Take the lines from the one with "Objective — a point for each instance of the blue balloon" to the end of the listing, both ends included, and quote them exactly, leaving pictures out.

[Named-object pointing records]
====

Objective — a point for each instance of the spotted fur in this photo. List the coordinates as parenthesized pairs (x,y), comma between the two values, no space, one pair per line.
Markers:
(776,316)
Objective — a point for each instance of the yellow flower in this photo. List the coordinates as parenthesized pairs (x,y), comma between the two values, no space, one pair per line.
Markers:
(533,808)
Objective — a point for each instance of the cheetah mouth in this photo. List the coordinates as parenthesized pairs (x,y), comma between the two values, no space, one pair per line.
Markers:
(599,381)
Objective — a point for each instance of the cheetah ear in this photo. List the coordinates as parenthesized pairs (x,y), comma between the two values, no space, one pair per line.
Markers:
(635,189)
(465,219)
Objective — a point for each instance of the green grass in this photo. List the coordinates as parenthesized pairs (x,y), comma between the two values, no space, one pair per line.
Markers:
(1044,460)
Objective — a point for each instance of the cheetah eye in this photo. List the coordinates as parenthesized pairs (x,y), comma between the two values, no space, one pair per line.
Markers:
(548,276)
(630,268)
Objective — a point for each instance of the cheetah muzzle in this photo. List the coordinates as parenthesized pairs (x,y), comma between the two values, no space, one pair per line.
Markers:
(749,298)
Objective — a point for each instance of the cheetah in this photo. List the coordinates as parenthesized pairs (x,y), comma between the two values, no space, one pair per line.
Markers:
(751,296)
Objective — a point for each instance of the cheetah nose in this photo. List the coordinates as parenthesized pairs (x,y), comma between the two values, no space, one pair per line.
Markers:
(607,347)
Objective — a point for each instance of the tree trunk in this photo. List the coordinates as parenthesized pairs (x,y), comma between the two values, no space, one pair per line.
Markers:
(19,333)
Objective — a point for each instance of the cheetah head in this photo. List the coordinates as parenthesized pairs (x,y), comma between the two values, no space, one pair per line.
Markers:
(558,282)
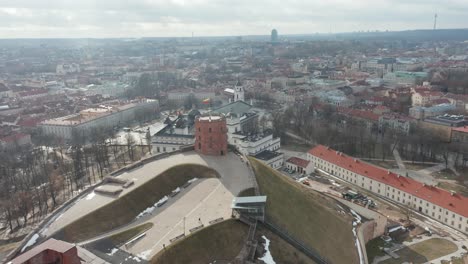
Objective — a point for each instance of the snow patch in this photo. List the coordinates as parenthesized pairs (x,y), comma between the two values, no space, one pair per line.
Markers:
(145,254)
(90,196)
(267,258)
(357,217)
(31,242)
(113,251)
(150,210)
(357,220)
(58,217)
(192,180)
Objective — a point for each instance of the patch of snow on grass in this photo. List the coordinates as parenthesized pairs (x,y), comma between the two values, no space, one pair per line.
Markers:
(357,220)
(90,196)
(150,210)
(31,242)
(113,251)
(267,258)
(58,217)
(145,254)
(192,180)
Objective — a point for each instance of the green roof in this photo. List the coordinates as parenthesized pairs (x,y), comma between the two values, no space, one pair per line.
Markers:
(239,108)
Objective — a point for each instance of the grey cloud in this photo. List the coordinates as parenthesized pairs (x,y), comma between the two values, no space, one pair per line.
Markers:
(221,17)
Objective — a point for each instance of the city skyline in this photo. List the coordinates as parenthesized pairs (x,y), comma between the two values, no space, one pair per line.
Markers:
(179,18)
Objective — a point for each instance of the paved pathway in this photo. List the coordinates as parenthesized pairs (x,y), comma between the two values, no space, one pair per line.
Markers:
(432,169)
(206,200)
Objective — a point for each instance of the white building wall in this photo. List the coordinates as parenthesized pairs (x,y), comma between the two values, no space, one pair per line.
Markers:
(418,204)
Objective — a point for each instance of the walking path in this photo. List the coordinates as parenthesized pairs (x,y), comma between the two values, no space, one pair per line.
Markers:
(432,169)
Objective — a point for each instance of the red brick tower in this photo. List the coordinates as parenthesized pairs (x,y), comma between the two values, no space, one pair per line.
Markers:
(211,135)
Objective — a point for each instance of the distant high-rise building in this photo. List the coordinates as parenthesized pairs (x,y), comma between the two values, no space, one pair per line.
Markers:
(239,93)
(274,35)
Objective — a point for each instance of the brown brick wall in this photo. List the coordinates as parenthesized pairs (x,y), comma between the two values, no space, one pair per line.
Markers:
(211,136)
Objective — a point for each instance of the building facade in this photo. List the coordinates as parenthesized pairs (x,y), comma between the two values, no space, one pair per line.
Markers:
(86,120)
(211,135)
(446,207)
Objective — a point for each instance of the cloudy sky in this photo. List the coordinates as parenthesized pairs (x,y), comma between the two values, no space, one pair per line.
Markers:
(161,18)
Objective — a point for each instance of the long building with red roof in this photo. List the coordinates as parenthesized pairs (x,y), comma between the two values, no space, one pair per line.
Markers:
(446,207)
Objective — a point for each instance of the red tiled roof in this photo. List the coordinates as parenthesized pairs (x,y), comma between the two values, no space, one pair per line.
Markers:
(441,101)
(359,113)
(462,129)
(30,122)
(51,244)
(298,161)
(33,92)
(455,203)
(3,88)
(13,137)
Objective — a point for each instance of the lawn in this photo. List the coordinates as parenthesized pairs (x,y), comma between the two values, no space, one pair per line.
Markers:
(307,215)
(445,174)
(123,237)
(124,209)
(387,164)
(417,166)
(219,242)
(423,252)
(247,192)
(463,190)
(373,248)
(281,250)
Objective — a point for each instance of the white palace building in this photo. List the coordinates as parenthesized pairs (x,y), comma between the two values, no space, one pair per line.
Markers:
(444,206)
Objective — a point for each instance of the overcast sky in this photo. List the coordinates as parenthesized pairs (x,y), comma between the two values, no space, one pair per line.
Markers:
(162,18)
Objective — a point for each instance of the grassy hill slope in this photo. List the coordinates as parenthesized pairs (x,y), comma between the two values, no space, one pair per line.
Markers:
(124,209)
(220,242)
(307,215)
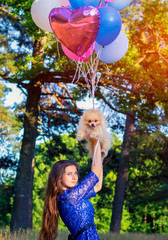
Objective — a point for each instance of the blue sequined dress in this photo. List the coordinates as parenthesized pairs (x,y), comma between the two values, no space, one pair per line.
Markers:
(76,210)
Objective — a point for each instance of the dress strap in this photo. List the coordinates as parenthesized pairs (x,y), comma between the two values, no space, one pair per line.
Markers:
(72,237)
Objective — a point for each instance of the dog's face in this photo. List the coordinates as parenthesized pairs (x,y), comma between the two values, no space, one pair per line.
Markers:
(92,118)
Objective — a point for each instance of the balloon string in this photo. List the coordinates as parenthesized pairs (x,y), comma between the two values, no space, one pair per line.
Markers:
(84,69)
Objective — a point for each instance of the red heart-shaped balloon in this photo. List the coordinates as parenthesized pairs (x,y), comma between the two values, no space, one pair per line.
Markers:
(76,30)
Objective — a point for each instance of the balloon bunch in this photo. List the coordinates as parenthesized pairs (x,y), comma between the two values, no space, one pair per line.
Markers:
(83,26)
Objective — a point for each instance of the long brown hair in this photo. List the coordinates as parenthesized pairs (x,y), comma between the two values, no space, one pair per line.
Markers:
(49,229)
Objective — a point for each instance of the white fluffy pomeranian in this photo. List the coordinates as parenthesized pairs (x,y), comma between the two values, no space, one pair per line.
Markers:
(92,124)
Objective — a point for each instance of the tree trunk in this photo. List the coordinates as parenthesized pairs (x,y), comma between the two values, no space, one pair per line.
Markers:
(22,208)
(122,176)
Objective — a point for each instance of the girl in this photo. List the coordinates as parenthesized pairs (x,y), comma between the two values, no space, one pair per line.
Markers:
(68,199)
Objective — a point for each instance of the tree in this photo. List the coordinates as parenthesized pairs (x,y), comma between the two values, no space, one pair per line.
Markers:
(139,84)
(17,24)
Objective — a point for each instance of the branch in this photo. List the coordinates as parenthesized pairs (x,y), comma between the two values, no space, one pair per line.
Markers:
(111,156)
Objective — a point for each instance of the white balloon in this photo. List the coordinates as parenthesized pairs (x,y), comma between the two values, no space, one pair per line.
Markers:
(114,51)
(40,10)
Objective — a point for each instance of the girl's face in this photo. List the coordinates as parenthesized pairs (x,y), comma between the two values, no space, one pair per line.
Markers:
(69,178)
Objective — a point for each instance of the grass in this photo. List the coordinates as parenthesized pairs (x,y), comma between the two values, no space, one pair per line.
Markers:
(32,235)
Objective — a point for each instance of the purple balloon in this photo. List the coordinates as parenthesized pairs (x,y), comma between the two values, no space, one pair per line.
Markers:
(81,3)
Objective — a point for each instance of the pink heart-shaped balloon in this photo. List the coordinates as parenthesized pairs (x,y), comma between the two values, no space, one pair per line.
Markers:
(76,30)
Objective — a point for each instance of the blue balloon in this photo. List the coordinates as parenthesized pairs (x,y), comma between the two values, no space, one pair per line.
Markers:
(110,25)
(81,3)
(119,4)
(114,51)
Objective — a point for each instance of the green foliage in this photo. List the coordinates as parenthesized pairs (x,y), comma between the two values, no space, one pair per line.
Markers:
(6,201)
(62,235)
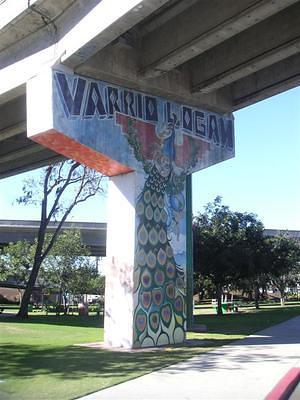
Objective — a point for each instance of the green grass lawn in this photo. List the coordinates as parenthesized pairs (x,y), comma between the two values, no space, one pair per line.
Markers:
(39,360)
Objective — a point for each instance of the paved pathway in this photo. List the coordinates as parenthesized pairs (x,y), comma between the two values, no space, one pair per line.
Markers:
(247,369)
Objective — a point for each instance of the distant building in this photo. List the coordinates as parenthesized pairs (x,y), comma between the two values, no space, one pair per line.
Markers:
(275,232)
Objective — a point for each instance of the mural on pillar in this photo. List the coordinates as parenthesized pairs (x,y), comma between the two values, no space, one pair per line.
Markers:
(116,130)
(159,271)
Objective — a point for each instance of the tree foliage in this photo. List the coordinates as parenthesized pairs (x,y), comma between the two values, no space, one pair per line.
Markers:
(231,251)
(69,267)
(224,246)
(284,259)
(15,264)
(61,187)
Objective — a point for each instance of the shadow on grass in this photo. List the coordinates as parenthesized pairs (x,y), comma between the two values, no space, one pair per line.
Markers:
(247,323)
(77,363)
(63,320)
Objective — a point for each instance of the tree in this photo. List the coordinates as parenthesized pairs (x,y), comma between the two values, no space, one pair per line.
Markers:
(62,186)
(15,263)
(69,267)
(284,263)
(224,245)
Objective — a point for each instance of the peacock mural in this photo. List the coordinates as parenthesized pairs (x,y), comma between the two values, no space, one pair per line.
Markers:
(159,275)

====

Correct response:
Objective — a point for each instance of the blue balloon in this photo. List the coordinates as parenthesized pairs (x,y), comma between the two values, no space, one pair per line.
Markers:
(110,25)
(81,3)
(119,4)
(114,51)
Objective — a point for each instance of the green foliage in this photo. List the coordinates as parenthesized pairs (x,y), comma between the two values, no space, one pair per line.
Markers:
(6,201)
(62,235)
Objective — a point for each instance of the green grass lawn in this photo. List the coordinates as parenthesized pairs (x,y), comma between the two values, no space, one pair per line.
Markers:
(39,360)
Objective — a point for each instance of the paved pathway in this photo. List the coordinates as parenthesized pairs (x,y), comma between the two values, no space, one pair per line.
Markers:
(247,369)
Objective — a point for each instance of the distant building in this photo. List the coordinates as parenthesized pairs (x,y), comma between the two values, no space, one pair per line.
Markers:
(275,232)
Objective — a point for each instance of the mural on pillar in this photo. List the coordinates as parenthesized pairs (x,y), comma between the two values, no space, one pair per line.
Markers:
(116,130)
(159,271)
Objective — a point for each instance of the tree foliage in this photo. List the coordinates as parenthesized pairs (x,y), comma between the two values, no space, one pair per line.
Markers:
(231,251)
(69,267)
(224,246)
(284,259)
(15,264)
(61,187)
Objective — a point for each instance of the shadow on grass in this photo. List the coordinates as parenthesized pairs (x,y), comma between the two values, no space, one pair per line.
Markers:
(247,323)
(77,363)
(63,320)
Objective — a point for each instance of the tree in this photo. List the coordinates as parenthesized pairs (x,y), comma between the two values, no space, one pair per line.
Markers:
(62,186)
(15,263)
(69,267)
(284,263)
(224,245)
Objective — a point for each instance of the peacock mural in this photo. List the coordinates as parenthesized pairs (x,y), comma between the two values, no space, one pair per line.
Markers:
(159,275)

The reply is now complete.